> _Exercise requirements_
Extract every line in the records below that contains the string "face", reproducing each matching line in full.

(Dataset excerpt)

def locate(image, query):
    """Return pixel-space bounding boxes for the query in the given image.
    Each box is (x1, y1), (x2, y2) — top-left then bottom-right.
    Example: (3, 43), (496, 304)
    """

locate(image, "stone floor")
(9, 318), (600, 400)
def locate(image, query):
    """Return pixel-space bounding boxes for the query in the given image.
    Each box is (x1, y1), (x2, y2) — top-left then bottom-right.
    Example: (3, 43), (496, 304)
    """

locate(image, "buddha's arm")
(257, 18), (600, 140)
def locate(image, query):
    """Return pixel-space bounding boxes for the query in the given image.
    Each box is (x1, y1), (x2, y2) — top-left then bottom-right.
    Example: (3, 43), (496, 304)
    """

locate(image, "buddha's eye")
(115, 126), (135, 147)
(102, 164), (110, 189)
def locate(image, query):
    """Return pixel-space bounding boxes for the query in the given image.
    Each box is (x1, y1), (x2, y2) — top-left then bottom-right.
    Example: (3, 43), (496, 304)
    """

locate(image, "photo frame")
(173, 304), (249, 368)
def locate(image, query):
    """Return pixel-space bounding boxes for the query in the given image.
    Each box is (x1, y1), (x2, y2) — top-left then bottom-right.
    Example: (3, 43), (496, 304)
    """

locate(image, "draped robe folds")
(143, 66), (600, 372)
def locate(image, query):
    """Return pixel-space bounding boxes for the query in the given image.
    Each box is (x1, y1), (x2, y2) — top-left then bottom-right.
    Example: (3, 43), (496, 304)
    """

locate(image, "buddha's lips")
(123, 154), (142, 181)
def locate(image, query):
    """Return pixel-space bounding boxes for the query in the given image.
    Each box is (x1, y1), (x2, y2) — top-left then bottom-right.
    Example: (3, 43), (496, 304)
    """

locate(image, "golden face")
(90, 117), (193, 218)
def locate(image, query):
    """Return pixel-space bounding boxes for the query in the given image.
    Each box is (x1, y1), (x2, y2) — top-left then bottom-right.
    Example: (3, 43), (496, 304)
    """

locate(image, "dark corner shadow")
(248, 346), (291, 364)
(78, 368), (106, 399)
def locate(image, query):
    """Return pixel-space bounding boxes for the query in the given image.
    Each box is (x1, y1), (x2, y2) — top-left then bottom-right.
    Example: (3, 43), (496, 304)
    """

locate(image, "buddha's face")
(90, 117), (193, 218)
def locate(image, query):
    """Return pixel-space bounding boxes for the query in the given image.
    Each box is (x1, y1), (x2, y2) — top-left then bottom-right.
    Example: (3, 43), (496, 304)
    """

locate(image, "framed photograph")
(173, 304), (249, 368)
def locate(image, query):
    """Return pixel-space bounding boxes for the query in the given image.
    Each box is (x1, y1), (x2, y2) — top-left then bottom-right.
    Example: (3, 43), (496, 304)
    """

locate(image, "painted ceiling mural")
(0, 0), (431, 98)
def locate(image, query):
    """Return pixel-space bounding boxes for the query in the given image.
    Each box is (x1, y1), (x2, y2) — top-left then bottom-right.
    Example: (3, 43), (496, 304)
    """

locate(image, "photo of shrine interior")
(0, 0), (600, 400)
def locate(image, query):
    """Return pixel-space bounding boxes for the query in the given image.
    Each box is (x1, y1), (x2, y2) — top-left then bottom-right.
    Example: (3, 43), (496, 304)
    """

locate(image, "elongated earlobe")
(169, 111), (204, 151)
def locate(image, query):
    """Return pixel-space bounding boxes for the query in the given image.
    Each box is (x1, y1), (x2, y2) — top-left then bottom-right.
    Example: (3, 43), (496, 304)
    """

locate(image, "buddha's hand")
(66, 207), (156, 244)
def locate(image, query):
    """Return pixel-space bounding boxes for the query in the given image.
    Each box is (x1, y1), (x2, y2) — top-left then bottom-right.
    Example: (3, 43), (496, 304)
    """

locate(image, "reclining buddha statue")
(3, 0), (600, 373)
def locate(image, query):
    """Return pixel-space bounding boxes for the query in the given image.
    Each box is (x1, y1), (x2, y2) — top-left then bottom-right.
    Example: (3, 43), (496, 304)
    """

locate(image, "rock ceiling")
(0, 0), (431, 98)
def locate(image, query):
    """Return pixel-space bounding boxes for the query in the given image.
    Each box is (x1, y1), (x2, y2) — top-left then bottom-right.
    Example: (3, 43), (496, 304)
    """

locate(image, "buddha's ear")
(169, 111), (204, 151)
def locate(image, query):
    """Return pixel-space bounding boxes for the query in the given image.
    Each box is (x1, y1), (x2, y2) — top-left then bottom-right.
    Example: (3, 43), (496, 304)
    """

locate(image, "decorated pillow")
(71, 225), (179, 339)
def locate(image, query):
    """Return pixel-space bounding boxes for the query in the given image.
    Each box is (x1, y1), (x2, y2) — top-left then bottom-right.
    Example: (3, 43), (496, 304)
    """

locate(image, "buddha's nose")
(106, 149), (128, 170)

> _Written answer_
locate(image, "golden face")
locate(image, "buddha's face")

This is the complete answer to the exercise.